··· Metin Bölümü ···

Teveffa ( توفىَ ) kelimesi “canın alınması” anlamına gelir. Ancak bu kelime her zaman canın alınması ölüm manasında kullanılmamıştır.
Bazı alimler bu kelimeyi şu şekilde izah etmişlerdir: “Vefat’ın kökü vefâ (وفى)dır. Vefâ Arapça’da bir şeyin tamamına ulaşma anlamınadır. Vefat ettirmek yani teveffi = (توفي); işini tamamlatmaktır. Ölüm veya uyku sırasında ruhun yapacağı bir iş kalmadığı için Allah onu bedenden çekip alır.” [13]
"Teveffi" kelimesi, "vefa" masdarından alınmış olarak esas lügatta "ıstıfa" gibi tamamen kabzedip almaktır. Fakat ruh sahiplerine ve bilhassa insanla ilgili olduğu zaman vefat ettirmek, yani eceline yetiştirip ruhunu almak mânâsında açık ve meşhurdur. Buna göre bir delil bulunmadıkça, başka bir mânâ ile tevili caiz değildir.” [14]
"teveffi" bir şeyi eksiksiz ve tam olarak almak demektir. Öldürmek anlamında daha sonra kullanılmıştır. Yüce Allah'ın şu buyruğunda olduğu gibi: "Allah ölümleri vaktinde ruhları alandır (yeteveffâ)." (Zümer, 39/42). Buna göre bu buyrukta geçen "müteveffîke", seni kabz edecek olan demektir. "Seni kendime yükselti­rim." Dünyadan ölümsüz olarak kaldırırım. Hz. İsa eğer semaya kaldırıldığın­da diri ise ayet-i kerimede takdim ve telıir var demektir. Bunun da takdiri şöy­le olur: Ben seni kendime yükseltirim ve öldürürüm. Atıf harfi olan vav tertibe delâlet etmez. Bunun, "Ben seni vefat ettiririm. Yani seni kabz edip bana doğru yükseltirim. Yani benim ikramıma doğru yükseltirim" anlamında olduğu da söylenmiştir.” [15]
Kur’an’da bu kelime bir çok yerde geçer. Bu  kelimenin geçtiği ayetlerden bazıları şunlardır:
اِنَّ الَّذينَ تَوَفّيهُمُ الْمَلئِكَةُ ظَالِمي اَنْفُسِهِمْ
“Kendilerine zulmedenlerin canlarını alırken melekler….” Nisa 4/97
اِذَا جَاءَ اَحَدَكُمُ الْمَوْتُ تَوَفَّتْهُ رُسُلُنَا وَهُمْ لَا يُفَرِّطُونَ
         “…. Sizden birine ölüm geldiği zaman elçilerimiz onun canını hiç vakit geçirmeden alırlar.” En’am 6/ 61
فَكَيْفَ اِذَا تَوَفَّتْهُمُ الْمَلئِكَةُ يَضْرِبُونَ وُجُوهَهُمْ وَاَدْبَارَهُمْ
“Melekler canlarını alırken nasıl da (pişmanlık içinde) yüzlerine ve sırtlarına vururlar?” Muhammed 47/27
وَاللّهُ خَلَقَكُمْ ثُمَّ يَتَوَفّيكُمْ
“Ve sizi Allah yarattı, sonra da yaşamınıza son verir….” Nahl 16/70
اَلَّذينَ تَتَوَفّيهُمُ الْمَلئِكَةُ ظَالِمى اَنْفُسِهِمْ فَاَلْقَوُا السَّلَمَ مَا كُنَّا نَعْمَلُ مِنْ سُوءٍ بَلى اِنَّ اللّهَ عَليمٌ بِمَا كُنْتُمْ تَعْمَلُونَ
“Onlar ki, nefislerine zulmedip dururlarken melekler canlarını alır.”  Nahl 16/28
 
Ancak bazı alimler de: teveffâ kelimesinin yukardaki ayette mecazi olarak kullanıldığını dolayısıyla Hz. İsa’nın ölmediğini ifade etmektedirler.[16]
Ayrıca aşağıdaki ayette de öldürmediler diye ifade edilen kelime ( توفىَ ) değil ( قَتَلُوهُ ) kelimesidir.

··· Gösterilen Bilgiler ···

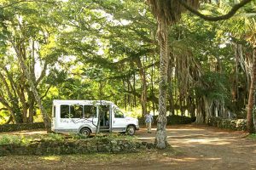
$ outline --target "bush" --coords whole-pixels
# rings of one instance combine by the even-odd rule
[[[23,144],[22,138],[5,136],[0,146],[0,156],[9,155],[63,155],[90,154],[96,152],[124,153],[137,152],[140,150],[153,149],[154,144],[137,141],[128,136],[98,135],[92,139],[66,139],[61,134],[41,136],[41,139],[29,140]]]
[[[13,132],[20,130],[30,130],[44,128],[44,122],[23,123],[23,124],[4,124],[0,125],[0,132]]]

···

Alıştırma Görevleri:
A. Aşağıdaki ifadelerin metin bölümüyle uyuşup uyuşmadığını belirtiniz. Her biri için evet veya hayır deyip metinden belirleyici sözleri aynen alıntılayınız: (i) Vefâ, Arapçada bir şeyin tamamına ulaşma anlamına gelir. (ii) Teveffa kelimesi her zaman ölüm anlamında kullanılmıştır. (iii) Bazı âlimlere göre teveffâ kelimesi bir ayette mecazi olarak kullanılmıştır.
B. Metin bölümüne göre aşağıdaki soruları yanıtlayınız:
(i) "Teveffi" kelimesi hangi masdardan alınmıştır?
(ii) "Sizden birine ölüm geldiği zaman" sözlerini içeren ayet hangi sure ve ayet numarasıyla verilmiştir?
(iii) "Müteveffîke" ne demektir?
C. Metin bölümünde "Ancak bazı alimler" ile başlayıp "قَتَلُوهُ ) kelimesidir." ile biten kısmı aynen yazınız.

Görev Yanıtları:
A.
(i) Evet: "Vefâ Arapça’da bir şeyin tamamına ulaşma anlamınadır."
(ii) Hayır: "Ancak bu kelime her zaman canın alınması ölüm manasında kullanılmamıştır."
(iii) Evet: "teveffâ kelimesinin yukardaki ayette mecazi olarak kullanıldığını"

B.
(i) "Vefa" masdarından.
(ii) En’am 6/61.
(iii) Seni kabz edecek olan demektir.

C.
Ancak bazı alimler de: teveffâ kelimesinin yukardaki ayette mecazi olarak kullanıldığını dolayısıyla Hz. İsa’nın ölmediğini ifade etmektedirler.[16]
Ayrıca aşağıdaki ayette de öldürmediler diye ifade edilen kelime ( توفىَ ) değil ( قَتَلُوهُ ) kelimesidir.